PASSAGE »
————

Cloud Tag

Beacon technology for Asset Tracking

The advent of Internet of Things (IoT) has not only revolutionized IT networks but it also paved way for a range of new and innovative technologies. The beacon technology is one among them. Right from the time when Apple introduced the beacon technology in 2013 to till date, the technology has greatly evolved and is getting better every day. While the beacon technology was initially used by retail businesses, its functionality is now being extending to every field. Asset tracking with beacons is the new trend. Using the beacon technology, businesses are now able to implement cost-effective and highly scalable asset tracking solutions.

An Overview of Beacons
A beacon is a small Bluetooth-based device that is used to continuously transmit radio signals. This small form factor device contains a small radio transmitter and a battery. It uses the Bluetooth Low Energy(BLE) protocol to transmit data. As BLE consumes low energy, you can run beacons without draining out the battery. Depending on the size and functionality of the device, beacon batteries can last from 6 months to 5 years. However, it transmits low amounts of data which means you can’t transfer audio or streaming data.

The beacon technology is similar to Near-field Communication (NFC) technology. However, the difference lies in the range. While NFC functions within 8 inches, beacons can work within a range of 70 meters.

The State of Beacon Market
Beacons have become the first choice for many companies when it comes to Real-Time Location System (RTLS) solutions. According to Grandview Research, the global Bluetooth beacon market is expected to reach $58.7 billion by 2025, growing at a CAGR of 95.3% between 2017 and 2025. Similarly, Allied Market Research reports that the global beacon market would reach $14.839 billion by 2024, growing at a CAGR of 61.5% between 2018 and 2024. GM Insights reports that the market value of beacons was $170 million in 2016. This value is expected to grow at a CAGR of 80% between 2017 and 2024. The retail industry is the largest market for beacons followed by the health sector.

Source: https://www.statista.com/statistics/827293/world-beacons-technology-market-revenue-by-end-user/

Analyst firm Statista reports that the global beacon market was valued at $519.6 million in 2016. This value is expected to reach $56.6 billion by 2026, growing at a CAGR of 59.8% between 2016 and 2026.

The Technology behind Beacons
Beacons perform a single task. They just send a radio signal at pre-defined intervals. BLE-enabled devices such as smartphones receive these signals and act accordingly. Each beacon is assigned with a unique identifier. So, the device transmits this unique identifier which enables the receiver to identify the location of the beacon as well as the location of the user.

————

MATERIAL SUPPLIED »
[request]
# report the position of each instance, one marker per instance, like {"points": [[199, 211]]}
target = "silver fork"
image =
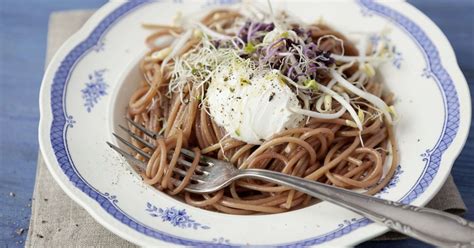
{"points": [[429, 225]]}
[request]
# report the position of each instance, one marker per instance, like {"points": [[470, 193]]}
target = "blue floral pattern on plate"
{"points": [[94, 90], [177, 217]]}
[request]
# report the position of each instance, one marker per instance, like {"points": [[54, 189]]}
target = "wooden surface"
{"points": [[23, 29]]}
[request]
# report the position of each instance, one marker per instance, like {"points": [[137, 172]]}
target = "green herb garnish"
{"points": [[249, 48]]}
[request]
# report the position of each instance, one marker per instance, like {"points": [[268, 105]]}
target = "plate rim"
{"points": [[97, 212]]}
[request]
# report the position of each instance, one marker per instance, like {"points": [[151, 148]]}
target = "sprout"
{"points": [[379, 103], [311, 84]]}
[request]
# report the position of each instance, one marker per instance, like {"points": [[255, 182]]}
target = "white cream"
{"points": [[251, 106]]}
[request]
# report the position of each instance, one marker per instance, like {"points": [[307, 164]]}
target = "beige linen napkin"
{"points": [[57, 221]]}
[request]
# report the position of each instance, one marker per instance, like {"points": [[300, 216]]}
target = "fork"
{"points": [[429, 225]]}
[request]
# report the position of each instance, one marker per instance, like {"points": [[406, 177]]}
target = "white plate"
{"points": [[78, 110]]}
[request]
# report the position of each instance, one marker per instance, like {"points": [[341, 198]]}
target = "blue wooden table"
{"points": [[23, 30]]}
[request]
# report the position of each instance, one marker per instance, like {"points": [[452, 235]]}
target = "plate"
{"points": [[83, 96]]}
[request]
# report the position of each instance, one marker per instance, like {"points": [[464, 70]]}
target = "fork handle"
{"points": [[429, 225]]}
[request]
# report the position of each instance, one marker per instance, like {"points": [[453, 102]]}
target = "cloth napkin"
{"points": [[57, 221]]}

————

DIRECTIONS »
A - Reproduce the beacon article word for word, starting at "Analyst firm Statista" and ending at "of the user.".
B - According to the beacon article, how long can beacon batteries last?

PER-TASK ANSWERS »
A -
Analyst firm Statista reports that the global beacon market was valued at $519.6 million in 2016. This value is expected to reach $56.6 billion by 2026, growing at a CAGR of 59.8% between 2016 and 2026.

The Technology behind Beacons
Beacons perform a single task. They just send a radio signal at pre-defined intervals. BLE-enabled devices such as smartphones receive these signals and act accordingly. Each beacon is assigned with a unique identifier. So, the device transmits this unique identifier which enables the receiver to identify the location of the beacon as well as the location of the user.

B - From 6 months to 5 years, depending on the size and functionality of the device.